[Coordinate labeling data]

** Begin **

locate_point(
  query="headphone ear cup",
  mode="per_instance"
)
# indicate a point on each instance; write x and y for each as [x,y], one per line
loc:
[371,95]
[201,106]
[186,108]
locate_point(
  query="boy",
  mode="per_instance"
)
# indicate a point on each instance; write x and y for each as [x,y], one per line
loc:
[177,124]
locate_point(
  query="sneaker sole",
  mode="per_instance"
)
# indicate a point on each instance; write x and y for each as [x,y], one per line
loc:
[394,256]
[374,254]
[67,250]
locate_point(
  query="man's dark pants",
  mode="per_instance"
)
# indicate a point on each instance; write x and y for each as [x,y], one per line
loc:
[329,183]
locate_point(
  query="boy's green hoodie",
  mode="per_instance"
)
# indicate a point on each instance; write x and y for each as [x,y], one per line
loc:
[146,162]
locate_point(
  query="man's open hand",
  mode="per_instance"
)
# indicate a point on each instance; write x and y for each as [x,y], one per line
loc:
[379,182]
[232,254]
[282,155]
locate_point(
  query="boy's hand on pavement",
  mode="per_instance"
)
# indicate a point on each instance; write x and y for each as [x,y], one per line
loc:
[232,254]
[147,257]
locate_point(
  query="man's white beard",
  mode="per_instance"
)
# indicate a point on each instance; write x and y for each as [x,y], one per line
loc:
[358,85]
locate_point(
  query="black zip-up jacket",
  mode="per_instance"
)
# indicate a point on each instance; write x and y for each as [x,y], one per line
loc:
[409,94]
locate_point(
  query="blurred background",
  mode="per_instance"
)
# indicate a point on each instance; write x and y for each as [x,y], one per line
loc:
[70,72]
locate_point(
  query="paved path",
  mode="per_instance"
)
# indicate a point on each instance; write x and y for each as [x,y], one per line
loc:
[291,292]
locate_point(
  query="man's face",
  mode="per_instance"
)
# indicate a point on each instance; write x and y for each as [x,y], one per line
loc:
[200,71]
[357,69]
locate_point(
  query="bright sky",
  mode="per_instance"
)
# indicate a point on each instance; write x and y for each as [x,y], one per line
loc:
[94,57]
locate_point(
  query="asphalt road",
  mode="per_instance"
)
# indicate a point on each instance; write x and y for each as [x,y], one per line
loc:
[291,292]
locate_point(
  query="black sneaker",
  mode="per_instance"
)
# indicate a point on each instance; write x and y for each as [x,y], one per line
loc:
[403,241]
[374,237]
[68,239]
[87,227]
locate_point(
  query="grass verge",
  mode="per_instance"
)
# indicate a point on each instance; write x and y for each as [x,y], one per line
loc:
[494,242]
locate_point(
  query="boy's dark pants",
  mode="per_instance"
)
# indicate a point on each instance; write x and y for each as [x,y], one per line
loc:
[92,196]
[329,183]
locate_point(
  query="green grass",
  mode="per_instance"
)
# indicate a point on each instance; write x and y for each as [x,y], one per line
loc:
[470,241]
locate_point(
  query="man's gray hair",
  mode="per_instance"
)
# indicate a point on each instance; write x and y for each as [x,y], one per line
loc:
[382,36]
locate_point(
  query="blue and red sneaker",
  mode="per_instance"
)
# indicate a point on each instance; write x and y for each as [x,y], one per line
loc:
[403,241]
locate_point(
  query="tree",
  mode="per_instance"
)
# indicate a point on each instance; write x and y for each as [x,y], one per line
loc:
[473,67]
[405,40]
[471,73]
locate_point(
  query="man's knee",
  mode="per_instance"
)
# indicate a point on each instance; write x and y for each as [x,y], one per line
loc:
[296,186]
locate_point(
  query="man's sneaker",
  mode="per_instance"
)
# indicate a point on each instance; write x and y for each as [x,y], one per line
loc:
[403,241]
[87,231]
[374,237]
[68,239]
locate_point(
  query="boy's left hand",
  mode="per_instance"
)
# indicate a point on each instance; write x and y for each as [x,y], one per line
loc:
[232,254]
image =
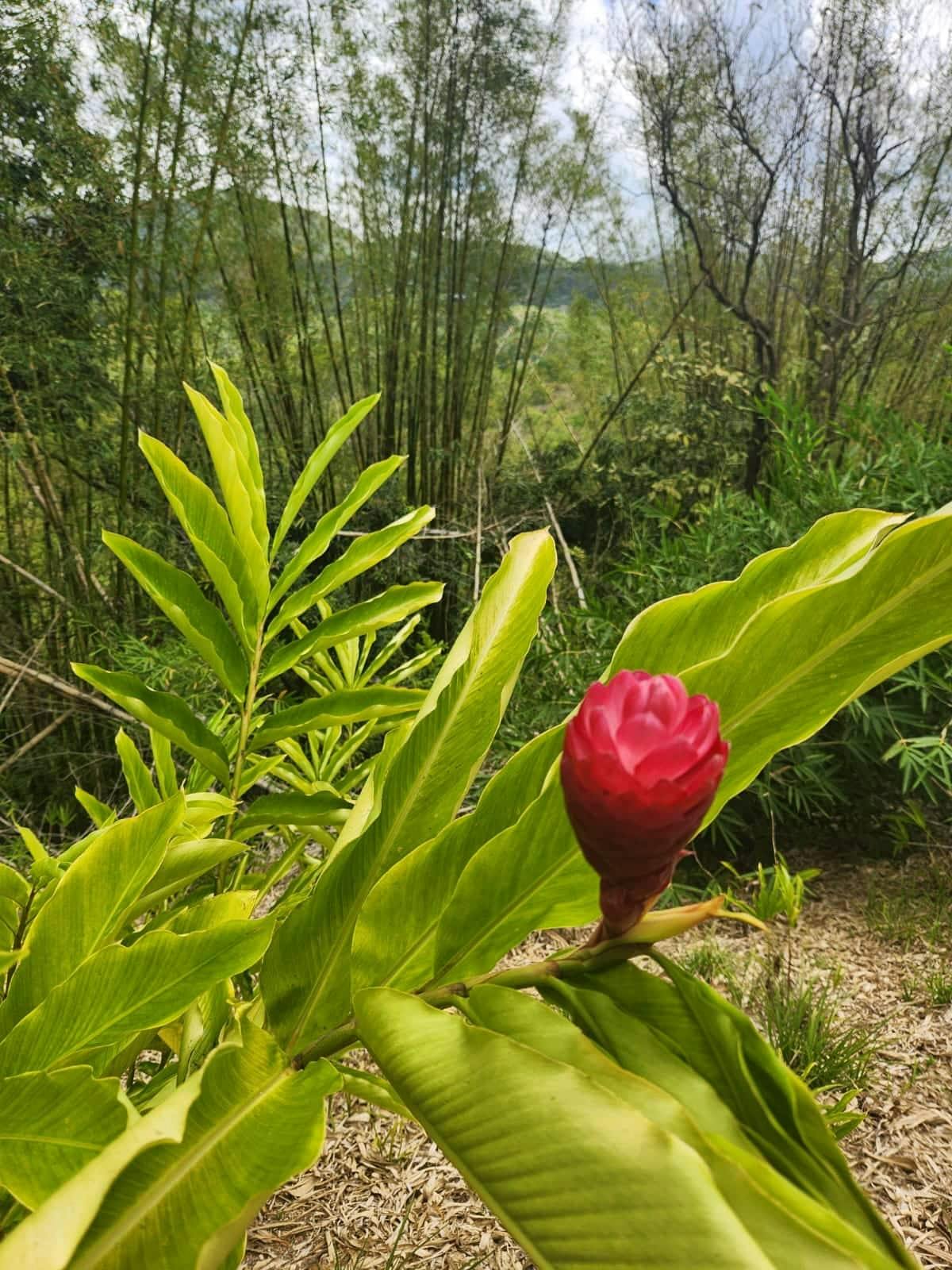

** End **

**Set problem:** Which lines in the items above contain the string "dark"? Return each of those lines unchanged, one per line.

**Answer to this problem:**
  query="man's dark pants",
  query="boy's dark pants",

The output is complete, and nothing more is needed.